*** EXCERPT TO READ ***
The Trace type represents the control flow of executing a task monad. Its constructors corresponds to task operators. Function runTrace execute a task trace with a simple round-robin scheduler. Its helper function loop takes two arguments, an active task queue that are run in FIFO order, and an suspended task queue which will be resumed upon next event.

We can translate a task monad to its trace with little effort.

> runTask :: Monad m => TaskT e m a -> m ()
> runTask = runTrace . taskToTrace
> 
> taskToTrace :: Monad m => TaskT e m a -> m (Trace m e)
> taskToTrace = (`runContT` (\_ -> return RET))
> 
> exit     = ContT $ \_ -> return EXIT 
> yield    = ContT $ return . YIELD . ($())
> fork p   = ContT $ return . FORK (taskToTrace p) . ($())
> watch f  = ContT $ return . WATCH f 
> signal e = ContT $ return . SIGNAL e . ($())

Function taskToTrace converts a task monad to its trace by running it with a continuation function that returns RET. The other task operators are coded using continuation functions that return their respective Trace counterparts. Function runTask excutes a task monad in its base monad.

In less than 50 lines of code, we have implemented TaskT, a monad transformer that can be used to program event-driven applications with co-operative threads.

EDIT: As later pointed out by Gabriel “tekmo” Gonzalez on reddit, the only thing that the continuation transfomer does here is to get a syntax tree represented by Trace. Alternatively, we could have used a more direct approach by defining TaskT as a free monad transformer FreeT, or simply adding a Pure constructor to Trace and make it an instance of Monad. Interested readers may give these a try.
***
SHORT EXERCISE A :: Count the lines in the rows below that contain the string "truck", treating uppercase and lowercase as different. Reply with the number alone.
*** RECORDS FOR THIS TASK ***
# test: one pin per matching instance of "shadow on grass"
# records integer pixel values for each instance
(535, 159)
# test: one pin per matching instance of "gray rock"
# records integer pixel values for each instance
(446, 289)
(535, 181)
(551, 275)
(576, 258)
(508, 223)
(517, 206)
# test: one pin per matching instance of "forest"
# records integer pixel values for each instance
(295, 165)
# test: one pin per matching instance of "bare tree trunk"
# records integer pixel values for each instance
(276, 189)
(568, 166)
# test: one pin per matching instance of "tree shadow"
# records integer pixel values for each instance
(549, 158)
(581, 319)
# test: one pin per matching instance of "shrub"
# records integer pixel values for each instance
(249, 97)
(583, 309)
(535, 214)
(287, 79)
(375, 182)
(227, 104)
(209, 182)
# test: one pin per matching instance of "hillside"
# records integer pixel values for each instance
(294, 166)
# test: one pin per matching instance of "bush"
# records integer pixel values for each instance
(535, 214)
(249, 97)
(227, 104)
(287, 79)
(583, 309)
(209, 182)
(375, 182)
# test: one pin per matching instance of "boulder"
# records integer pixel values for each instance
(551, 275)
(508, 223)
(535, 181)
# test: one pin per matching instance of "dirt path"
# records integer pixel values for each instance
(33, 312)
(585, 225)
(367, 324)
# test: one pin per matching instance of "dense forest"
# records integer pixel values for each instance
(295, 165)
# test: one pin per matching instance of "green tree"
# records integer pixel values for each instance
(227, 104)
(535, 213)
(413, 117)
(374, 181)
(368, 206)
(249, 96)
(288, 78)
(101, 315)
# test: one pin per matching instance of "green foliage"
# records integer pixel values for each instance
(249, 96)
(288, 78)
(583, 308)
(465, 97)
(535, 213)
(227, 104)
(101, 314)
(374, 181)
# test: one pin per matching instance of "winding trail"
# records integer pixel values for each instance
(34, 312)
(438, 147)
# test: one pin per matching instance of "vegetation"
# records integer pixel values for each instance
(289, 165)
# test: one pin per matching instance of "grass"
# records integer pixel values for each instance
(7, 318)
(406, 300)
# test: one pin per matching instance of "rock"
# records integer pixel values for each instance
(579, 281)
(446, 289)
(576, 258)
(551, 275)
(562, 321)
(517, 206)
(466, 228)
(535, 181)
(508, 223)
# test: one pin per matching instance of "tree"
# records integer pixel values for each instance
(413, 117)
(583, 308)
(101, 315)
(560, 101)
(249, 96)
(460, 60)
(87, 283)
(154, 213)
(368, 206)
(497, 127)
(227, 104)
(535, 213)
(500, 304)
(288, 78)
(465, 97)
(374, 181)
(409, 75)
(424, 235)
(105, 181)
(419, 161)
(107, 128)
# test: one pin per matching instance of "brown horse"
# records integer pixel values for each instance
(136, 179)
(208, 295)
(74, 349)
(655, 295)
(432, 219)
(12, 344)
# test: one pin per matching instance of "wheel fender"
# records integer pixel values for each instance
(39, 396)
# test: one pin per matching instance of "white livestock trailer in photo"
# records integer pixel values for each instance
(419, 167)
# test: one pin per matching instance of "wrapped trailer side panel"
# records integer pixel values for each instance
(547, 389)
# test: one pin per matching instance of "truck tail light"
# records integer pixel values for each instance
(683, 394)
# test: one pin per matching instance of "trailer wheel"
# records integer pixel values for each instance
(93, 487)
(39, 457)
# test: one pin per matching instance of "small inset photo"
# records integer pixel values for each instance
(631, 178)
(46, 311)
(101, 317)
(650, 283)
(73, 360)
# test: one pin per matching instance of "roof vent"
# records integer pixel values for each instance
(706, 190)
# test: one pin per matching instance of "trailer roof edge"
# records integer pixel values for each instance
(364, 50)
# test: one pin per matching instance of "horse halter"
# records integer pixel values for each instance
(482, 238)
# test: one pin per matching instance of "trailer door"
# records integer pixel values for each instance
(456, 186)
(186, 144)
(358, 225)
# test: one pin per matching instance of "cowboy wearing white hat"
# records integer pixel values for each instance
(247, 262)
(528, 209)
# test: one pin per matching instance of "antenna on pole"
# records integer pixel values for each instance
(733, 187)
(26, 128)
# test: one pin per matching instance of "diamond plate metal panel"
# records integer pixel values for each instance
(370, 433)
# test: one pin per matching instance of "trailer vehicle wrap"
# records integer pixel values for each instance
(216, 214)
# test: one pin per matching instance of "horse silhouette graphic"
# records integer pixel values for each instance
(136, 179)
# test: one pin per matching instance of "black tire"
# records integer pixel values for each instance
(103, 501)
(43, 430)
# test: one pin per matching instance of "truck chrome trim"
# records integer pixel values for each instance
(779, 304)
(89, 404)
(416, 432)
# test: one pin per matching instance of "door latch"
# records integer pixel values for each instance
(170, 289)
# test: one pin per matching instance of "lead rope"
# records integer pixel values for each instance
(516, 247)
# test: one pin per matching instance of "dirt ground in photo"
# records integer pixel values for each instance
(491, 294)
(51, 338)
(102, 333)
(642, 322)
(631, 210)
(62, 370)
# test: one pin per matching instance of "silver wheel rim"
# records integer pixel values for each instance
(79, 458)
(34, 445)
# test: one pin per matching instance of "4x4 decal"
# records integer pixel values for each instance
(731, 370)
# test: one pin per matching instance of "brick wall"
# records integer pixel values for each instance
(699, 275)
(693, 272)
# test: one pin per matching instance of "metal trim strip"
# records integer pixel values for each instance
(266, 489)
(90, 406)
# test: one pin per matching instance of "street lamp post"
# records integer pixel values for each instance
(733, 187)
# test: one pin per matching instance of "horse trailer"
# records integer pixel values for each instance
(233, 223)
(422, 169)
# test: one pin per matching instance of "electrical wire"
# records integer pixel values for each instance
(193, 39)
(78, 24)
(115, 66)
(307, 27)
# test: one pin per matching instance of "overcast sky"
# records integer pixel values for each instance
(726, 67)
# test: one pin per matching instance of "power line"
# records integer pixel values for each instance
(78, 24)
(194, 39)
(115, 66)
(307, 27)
***
SHORT EXERCISE B :: Carry on the TaskT excerpt above from its final sentence.

EXERCISE RESULT A :: 2

EXERCISE RESULT B ::
To use it with GLFW, we also need some helper functions to set up callbacks to deliver events to a task monad:

> data Event 
>   = MouseButtonEvent GLFW.MouseButton GLFW.KeyButtonState
>   | MousePosEvent GL.Position
>   | WindowRefreshEvent 
>   | WindowCloseEvent 
>   | WindowSizeEvent GL.Size
>   -- ... other event types not shown here for brevity
> 
> registerTaskCallbacks :: IO (M ())
> registerTaskCallbacks = do
>   q <- newMVar []
>   let enqueue x = modifyMVar_ q $ \l -> return (x:l)
>       dequeue = modifyMVar q $ \l -> return ([], l)
>   GLFW.windowCloseCallback   $= (enqueue WindowCloseEvent >> return True)
>   GLFW.windowSizeCallback    $= enqueue . WindowSizeEvent
>   GLFW.windowRefreshCallback $= enqueue WindowRefreshEvent
>   GLFW.mouseButtonCallback   $= \ b s -> enqueue (MouseButtonEvent b s)
>   GLFW.mousePosCallback      $= enqueue . MousePosEvent
>   -- ...
>   return (liftIO (GLFW.waitEvents >> dequeue) >>= mapM_ signal . reverse)

Function registerTaskCallbacks maintains an internal event queue to temporarily hold events received from the system. All callbacks are setup to put events into this queue. Finally it returns a task that will wait for next available events before signaling them to other tasks.

We also need a few event predicates to use with watch.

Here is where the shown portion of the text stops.